INSTRUCTIONS FOR THE TASK
Show each line of the records below that contains the word "mountain", copying every such line in full.

Excerpts from a detection dataset
** BEGIN **
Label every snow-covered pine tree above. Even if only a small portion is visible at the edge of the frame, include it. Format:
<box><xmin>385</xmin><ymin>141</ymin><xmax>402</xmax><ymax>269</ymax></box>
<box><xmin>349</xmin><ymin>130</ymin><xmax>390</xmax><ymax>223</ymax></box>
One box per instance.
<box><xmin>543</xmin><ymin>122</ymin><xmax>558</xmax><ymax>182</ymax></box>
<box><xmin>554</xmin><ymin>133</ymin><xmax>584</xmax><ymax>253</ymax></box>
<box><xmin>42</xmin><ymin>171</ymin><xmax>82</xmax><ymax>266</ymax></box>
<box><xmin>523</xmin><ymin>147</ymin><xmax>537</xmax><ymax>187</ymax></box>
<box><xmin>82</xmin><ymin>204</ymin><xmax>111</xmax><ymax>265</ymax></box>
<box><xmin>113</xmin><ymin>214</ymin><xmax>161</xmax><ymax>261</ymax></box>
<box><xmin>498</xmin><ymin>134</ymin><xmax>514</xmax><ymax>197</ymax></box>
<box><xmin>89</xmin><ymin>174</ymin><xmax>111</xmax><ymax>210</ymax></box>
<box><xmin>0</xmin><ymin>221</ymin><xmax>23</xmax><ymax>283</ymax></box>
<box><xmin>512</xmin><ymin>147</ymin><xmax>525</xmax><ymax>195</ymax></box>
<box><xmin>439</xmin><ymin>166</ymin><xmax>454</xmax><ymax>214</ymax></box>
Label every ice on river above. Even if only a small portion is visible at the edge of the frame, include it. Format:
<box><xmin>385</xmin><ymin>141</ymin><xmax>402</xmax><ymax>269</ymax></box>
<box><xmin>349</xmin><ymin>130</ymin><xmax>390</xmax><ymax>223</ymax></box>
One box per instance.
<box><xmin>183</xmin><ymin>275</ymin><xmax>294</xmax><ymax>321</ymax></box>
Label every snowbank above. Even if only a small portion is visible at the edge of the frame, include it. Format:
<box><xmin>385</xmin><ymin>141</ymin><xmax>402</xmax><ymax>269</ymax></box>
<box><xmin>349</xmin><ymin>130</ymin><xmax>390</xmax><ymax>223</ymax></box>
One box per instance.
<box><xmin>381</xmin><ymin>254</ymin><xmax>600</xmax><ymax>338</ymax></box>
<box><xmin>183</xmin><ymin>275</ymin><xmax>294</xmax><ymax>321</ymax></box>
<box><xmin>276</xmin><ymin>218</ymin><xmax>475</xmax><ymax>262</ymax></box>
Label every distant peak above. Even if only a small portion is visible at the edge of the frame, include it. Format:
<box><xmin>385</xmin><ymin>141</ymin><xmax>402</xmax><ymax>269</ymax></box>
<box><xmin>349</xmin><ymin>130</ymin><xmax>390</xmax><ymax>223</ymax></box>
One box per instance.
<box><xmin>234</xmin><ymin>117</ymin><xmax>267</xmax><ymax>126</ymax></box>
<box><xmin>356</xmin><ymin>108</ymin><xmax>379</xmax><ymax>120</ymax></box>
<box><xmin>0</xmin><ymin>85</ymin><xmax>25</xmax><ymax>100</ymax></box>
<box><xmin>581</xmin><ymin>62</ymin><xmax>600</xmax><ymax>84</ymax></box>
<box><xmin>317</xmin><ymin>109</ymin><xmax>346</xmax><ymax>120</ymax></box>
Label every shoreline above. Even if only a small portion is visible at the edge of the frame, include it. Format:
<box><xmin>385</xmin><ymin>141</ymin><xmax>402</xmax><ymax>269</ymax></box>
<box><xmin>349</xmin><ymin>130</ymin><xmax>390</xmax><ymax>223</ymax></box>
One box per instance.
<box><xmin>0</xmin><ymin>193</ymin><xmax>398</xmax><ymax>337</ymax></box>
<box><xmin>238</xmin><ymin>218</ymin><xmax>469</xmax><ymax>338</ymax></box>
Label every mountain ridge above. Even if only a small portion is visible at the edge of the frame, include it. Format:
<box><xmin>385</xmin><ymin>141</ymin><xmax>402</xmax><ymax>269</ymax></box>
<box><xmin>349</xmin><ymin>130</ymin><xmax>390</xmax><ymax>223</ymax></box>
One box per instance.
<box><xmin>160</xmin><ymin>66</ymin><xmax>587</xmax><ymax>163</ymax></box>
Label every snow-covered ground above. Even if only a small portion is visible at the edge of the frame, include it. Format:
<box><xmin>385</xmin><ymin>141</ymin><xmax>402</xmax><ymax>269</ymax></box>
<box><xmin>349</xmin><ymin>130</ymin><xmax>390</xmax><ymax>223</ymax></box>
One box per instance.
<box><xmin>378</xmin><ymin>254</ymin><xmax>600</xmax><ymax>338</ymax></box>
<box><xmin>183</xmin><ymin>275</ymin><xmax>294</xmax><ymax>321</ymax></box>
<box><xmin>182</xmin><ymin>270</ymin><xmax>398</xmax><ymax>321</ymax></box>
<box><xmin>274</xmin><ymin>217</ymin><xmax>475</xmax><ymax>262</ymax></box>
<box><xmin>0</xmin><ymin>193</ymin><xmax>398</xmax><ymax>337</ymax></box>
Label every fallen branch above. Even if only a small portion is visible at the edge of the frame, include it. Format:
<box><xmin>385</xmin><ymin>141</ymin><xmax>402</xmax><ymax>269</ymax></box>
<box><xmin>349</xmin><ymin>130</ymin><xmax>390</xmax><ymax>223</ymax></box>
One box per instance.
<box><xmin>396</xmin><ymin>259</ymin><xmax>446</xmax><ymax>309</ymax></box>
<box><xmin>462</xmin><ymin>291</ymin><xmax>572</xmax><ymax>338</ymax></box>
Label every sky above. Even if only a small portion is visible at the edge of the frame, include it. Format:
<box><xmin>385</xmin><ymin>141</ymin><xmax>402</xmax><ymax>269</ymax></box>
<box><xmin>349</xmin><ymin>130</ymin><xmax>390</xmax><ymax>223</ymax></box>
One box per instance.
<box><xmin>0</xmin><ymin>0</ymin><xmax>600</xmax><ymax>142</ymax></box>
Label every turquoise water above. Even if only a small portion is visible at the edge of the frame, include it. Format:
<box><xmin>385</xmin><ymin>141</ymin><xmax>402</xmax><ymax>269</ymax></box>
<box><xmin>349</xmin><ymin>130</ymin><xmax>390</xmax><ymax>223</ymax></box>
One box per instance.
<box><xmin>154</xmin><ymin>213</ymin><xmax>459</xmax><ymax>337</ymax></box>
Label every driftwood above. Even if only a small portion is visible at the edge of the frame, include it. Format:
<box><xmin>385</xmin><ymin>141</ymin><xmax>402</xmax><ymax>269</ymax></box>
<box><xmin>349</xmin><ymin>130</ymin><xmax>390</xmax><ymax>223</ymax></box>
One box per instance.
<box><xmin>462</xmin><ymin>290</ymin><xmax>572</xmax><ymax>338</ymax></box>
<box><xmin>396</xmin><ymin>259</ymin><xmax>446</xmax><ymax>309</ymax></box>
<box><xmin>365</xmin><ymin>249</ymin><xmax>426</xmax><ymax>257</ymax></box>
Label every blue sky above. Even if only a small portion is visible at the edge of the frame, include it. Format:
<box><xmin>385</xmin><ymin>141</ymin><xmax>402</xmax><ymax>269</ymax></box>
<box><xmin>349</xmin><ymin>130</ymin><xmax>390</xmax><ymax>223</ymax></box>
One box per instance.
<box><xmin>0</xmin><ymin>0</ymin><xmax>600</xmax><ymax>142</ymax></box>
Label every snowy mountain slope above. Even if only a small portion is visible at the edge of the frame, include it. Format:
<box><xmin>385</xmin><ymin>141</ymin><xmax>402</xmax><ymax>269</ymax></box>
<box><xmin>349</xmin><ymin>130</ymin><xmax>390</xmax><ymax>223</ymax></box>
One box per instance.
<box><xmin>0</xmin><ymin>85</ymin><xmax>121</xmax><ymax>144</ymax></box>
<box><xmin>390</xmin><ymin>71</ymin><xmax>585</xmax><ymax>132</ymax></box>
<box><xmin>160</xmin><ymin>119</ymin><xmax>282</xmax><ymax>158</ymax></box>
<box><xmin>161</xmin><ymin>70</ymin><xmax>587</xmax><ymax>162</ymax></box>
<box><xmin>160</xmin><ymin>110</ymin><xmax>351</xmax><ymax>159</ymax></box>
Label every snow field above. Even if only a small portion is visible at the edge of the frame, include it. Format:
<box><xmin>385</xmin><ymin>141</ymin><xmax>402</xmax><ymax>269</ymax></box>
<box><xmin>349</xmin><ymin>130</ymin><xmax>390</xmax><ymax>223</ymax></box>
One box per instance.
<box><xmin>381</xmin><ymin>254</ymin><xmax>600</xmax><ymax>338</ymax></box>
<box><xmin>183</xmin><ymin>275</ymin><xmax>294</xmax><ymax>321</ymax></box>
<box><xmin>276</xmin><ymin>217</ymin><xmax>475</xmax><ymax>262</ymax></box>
** END **
TASK ANSWER
Label every mountain ridge above. Even if only a small portion is visible at the edge of the frame, include it. Format:
Label every snowy mountain slope above. Even if only a small portion is visible at the edge of the frame, include it. Format:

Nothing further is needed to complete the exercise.